Directives |
- A) Answer these questions about the balun patent text:
(i) Which company is listed as the original assignee?
(ii) What device does the text give as one example of equipment that uses baluns?
(iii) What three drawbacks of discrete baluns does the text list?
- B) Write the next part of the balun patent text, picking up after its final sentence.

Text segment |
━━━━
|Publication number||US6567055 B1|
|Application number||US 09/846,828|
|Publication date||May 20, 2003|
|Filing date||May 1, 2001|
|Priority date||May 1, 2001|
|Publication number||09846828, 846828, US 6567055 B1, US 6567055B1, US-B1-6567055, US6567055 B1, US6567055B1|
|Inventors||Stephen M. Oglesby|
|Original Assignee||Rockwell Collins, Inc.|
|Export Citation||BiBTeX, EndNote, RefMan|
|Patent Citations (2), Referenced by (35), Classifications (8), Legal Events (6)|
|External Links: USPTO, USPTO Assignment, Espacenet|
The present invention generally relates to RF baluns, and more particularly relates to transforming an unbalanced microstrip transmission line into a balanced printed parallel transmission line, and even more particularly relates to printed circuit methods and systems for providing a balanced feed for an RF circuit without the need for external components.
In recent years, the popularity of radio communications has continued to increase. With more demand for radio equipment, the competition between manufacturers and suppliers of radio communication equipment can likewise be expected to increase. Areas in which these suppliers may be expected to compete would be on the size, price and durability of such equipment.
Numerous electronic devices use baluns to generate a balanced feed from an unbalanced source. One example is a typical global positioning system receiver. In such receivers, it is common to see a packaged discrete balun disposed between a GPS antenna and a receiver.
While these discrete baluns have been used extensively in the past, they do have some drawbacks. First of all, these discrete baluns add expense to the radio. Secondly, these baluns, and often their associated structures, increase the bulk of the radio. Lastly, these discrete baluns may have some electrical performance problems owing to packaging and interconnect parasitics.
Consequently, there exists a need for improved methods and systems for generating a balanced feed for RF circuits in an efficient manner.
It is an object of the present invention to provide a system and method for generating a balanced feed for an RF circuit in an efficient manner.
It is a feature of the present invention to utilize a balun integrated with a printed circuit board.
It is another feature of the present invention to include a pair of vertically aligned microstrip traces disposed on opposing sides of a printed circuit board.
It is another feature of the present invention to have a printed dipole antenna coupled to the balun of the present invention.
It is an advantage of the present invention to achieve improved efficiency in generating a balanced feed for RF circuits.
The present invention is an apparatus and method for balancing an RF feed, which is designed to satisfy the aforementioned needs, provide the previously stated objects, include the above-listed features, and achieve the already articulated advantages. The present invention is carried out in a “discrete balun-less” manner in a sense that the requirement for a discrete balun circuit between an antenna and a radio has been eliminated or greatly reduced.
━━━━
Data provided |
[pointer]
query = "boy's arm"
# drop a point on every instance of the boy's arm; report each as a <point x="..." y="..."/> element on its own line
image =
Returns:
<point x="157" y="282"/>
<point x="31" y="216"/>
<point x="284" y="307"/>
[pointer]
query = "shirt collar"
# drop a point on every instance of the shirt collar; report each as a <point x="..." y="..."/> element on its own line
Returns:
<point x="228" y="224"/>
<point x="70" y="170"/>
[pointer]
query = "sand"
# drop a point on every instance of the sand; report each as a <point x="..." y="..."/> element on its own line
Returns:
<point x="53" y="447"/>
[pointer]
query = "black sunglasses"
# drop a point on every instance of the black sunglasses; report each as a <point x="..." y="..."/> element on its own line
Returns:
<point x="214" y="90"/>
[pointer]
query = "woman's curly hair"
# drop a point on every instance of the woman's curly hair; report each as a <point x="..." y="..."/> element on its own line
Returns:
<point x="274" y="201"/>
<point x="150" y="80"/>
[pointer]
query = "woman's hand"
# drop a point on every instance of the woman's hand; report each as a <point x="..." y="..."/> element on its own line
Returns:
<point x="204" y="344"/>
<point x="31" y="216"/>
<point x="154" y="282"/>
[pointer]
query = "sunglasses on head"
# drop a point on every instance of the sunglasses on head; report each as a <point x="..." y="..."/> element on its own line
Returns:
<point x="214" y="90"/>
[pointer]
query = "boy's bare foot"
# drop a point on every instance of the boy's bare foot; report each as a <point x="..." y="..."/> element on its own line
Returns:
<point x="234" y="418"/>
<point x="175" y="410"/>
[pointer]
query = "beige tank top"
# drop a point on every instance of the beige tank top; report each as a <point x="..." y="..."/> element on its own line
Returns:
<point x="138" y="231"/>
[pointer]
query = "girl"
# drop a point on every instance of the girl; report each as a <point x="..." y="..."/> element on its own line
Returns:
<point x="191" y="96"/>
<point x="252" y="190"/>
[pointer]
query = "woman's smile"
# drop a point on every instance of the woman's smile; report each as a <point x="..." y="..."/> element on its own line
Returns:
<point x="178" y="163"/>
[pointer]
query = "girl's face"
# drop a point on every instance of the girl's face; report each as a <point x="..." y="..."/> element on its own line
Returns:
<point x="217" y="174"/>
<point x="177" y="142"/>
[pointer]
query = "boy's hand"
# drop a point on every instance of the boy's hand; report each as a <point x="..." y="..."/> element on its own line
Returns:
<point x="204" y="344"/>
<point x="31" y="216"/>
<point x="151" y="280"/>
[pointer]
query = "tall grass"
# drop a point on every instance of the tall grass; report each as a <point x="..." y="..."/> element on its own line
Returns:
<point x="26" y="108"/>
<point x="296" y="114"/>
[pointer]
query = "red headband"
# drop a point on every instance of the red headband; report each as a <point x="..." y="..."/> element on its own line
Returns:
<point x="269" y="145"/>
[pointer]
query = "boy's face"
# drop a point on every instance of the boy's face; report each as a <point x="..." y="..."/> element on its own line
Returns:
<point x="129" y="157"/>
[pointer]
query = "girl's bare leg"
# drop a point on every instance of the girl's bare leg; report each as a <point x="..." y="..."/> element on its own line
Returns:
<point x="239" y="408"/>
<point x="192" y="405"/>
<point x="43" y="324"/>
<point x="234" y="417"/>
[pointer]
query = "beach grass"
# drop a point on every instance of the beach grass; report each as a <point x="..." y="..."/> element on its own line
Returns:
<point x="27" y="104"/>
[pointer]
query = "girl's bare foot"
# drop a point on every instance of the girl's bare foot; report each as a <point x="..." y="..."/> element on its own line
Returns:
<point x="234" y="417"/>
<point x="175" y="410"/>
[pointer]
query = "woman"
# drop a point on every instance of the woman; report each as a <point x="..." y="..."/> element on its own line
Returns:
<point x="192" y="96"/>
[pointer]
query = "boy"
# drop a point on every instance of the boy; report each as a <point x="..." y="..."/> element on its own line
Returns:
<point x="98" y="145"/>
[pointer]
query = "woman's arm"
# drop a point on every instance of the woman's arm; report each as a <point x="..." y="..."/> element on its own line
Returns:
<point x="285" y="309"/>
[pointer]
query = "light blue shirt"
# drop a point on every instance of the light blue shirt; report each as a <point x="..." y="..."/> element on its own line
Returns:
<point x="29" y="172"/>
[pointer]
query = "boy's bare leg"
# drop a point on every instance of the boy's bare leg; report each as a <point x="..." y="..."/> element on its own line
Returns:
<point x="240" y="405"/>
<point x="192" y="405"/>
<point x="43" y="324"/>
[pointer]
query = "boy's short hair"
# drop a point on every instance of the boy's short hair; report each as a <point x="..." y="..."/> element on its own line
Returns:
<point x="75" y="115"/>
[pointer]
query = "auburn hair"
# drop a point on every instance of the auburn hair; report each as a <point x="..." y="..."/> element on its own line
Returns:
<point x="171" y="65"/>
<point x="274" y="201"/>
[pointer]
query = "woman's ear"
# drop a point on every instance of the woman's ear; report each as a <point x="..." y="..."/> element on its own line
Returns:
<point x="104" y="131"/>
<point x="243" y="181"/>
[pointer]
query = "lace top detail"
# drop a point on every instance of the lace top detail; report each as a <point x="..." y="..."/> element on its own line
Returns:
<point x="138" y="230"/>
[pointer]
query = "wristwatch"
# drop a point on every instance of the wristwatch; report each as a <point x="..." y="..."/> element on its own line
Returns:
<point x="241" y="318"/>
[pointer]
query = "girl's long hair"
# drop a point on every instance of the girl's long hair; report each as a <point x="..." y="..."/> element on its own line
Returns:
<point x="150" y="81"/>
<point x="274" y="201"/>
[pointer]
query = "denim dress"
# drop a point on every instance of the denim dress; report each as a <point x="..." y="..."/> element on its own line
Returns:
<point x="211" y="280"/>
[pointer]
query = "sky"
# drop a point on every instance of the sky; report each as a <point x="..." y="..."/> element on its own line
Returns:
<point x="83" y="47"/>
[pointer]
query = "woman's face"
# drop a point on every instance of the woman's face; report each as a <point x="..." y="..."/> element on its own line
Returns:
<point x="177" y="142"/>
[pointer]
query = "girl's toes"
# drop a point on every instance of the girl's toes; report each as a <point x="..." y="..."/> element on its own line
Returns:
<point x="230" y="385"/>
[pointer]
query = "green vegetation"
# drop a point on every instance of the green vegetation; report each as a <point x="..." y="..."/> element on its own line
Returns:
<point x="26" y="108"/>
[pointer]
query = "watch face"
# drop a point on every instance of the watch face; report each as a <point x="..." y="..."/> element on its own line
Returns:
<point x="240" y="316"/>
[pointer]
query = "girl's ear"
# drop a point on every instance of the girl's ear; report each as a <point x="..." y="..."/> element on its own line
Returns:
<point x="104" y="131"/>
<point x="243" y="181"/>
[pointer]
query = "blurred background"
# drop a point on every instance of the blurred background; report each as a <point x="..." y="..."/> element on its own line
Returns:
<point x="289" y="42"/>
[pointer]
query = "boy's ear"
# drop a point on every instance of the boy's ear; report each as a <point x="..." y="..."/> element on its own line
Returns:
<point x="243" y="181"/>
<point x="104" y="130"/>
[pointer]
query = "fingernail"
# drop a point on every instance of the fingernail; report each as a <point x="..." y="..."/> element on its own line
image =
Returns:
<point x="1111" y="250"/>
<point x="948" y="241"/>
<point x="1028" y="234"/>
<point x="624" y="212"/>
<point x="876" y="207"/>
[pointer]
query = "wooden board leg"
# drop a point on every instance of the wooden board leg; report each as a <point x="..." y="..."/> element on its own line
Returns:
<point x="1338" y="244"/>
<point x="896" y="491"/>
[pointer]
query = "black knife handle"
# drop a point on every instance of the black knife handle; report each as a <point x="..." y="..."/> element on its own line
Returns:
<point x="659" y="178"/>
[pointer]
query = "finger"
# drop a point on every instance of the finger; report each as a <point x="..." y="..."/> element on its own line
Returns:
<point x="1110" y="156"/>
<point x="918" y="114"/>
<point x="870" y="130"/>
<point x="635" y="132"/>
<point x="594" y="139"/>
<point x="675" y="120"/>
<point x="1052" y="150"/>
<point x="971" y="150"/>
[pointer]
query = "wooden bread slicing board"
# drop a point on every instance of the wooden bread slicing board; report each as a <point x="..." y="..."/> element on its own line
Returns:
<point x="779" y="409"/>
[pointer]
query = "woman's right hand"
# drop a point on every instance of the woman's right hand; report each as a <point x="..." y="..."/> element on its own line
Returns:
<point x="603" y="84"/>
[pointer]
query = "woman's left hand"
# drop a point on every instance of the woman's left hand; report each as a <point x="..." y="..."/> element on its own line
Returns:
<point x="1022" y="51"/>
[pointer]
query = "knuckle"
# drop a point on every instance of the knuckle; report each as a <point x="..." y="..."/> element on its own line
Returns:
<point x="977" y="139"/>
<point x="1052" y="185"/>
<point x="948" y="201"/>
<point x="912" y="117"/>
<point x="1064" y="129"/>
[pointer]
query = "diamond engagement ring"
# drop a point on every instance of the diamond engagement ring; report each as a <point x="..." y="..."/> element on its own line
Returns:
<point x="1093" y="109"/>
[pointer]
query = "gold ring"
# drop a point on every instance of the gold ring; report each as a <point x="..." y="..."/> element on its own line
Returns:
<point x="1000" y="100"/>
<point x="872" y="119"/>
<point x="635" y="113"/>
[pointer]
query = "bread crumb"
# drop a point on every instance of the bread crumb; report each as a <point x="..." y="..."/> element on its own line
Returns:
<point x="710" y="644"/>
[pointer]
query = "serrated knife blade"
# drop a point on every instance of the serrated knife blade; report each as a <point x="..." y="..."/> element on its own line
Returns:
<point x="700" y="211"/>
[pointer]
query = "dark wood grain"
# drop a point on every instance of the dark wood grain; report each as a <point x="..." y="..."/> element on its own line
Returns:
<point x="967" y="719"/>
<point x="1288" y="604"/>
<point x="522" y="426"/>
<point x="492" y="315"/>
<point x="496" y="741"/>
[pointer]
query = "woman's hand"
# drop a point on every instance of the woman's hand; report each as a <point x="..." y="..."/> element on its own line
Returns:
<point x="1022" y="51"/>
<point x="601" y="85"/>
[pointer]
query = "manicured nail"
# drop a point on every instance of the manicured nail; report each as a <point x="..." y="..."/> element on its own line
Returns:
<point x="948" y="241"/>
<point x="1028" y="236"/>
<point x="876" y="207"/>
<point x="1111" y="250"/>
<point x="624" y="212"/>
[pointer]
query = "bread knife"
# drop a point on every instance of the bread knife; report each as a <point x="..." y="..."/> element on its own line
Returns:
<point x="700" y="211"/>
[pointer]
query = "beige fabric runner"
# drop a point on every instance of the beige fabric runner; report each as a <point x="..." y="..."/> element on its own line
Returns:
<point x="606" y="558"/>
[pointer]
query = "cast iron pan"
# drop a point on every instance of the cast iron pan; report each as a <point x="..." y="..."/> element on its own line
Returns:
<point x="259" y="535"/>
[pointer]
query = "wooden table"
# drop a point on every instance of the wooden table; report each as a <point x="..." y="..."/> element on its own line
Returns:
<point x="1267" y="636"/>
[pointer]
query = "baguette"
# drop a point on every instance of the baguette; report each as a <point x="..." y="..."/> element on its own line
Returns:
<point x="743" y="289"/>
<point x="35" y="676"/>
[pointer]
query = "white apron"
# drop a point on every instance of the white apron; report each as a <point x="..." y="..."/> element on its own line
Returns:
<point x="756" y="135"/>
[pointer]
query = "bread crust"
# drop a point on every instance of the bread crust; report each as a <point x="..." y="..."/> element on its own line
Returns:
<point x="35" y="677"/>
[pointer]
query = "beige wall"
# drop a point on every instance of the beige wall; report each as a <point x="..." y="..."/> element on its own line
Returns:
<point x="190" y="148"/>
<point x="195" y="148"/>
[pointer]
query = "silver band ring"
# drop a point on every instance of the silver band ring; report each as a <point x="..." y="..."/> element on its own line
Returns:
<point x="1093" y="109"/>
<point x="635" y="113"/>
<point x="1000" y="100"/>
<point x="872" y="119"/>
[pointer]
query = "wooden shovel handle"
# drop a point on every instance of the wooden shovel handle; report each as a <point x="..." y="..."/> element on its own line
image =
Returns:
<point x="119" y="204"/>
━━━━
The responses |
- A)
(i) Rockwell Collins, Inc.
(ii) A typical global positioning system receiver.
(iii) They add expense to the radio, they increase its bulk, and they may have electrical performance problems owing to packaging and interconnect parasitics.

- B)
Accordingly, the present invention is a system and method including a printed circuit card having a balun printed thereon, which includes two microstrip traces on opposing sides of the printed circuit boards.
The invention may be more fully understood by reading the following description of the preferred embodiments of the invention, in conjunction with the appended drawings wherein:
FIG. 1 is a perspective view of a ground plane disk and circuit board combination of the present invention.
FIG. 2 is a plan view of the circuit board of FIG. 1 containing a balun of the present invention, coupled to a dipole antenna, where the dotted lines refer to a trace on the opposing side of the circuit board.
FIG. 3 is a plan view of the opposite side of the circuit board of FIG. 2.
FIG. 4 is a view of an antenna array of the present invention including a plurality of baluns and dipole antennae.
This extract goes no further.